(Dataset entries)
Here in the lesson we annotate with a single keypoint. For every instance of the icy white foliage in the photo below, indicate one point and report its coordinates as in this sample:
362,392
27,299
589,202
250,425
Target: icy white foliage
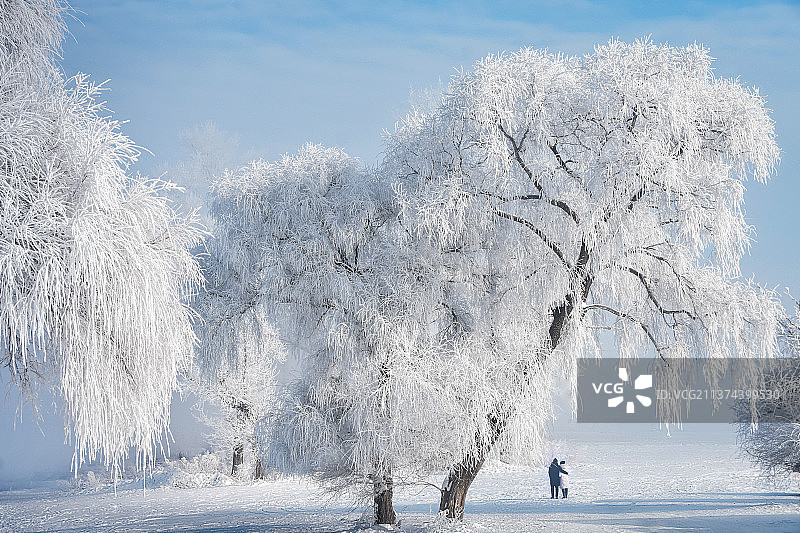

Requirement: Write down how many lines of the data above contain the string "white", and include nothing besides that number.

Result: 2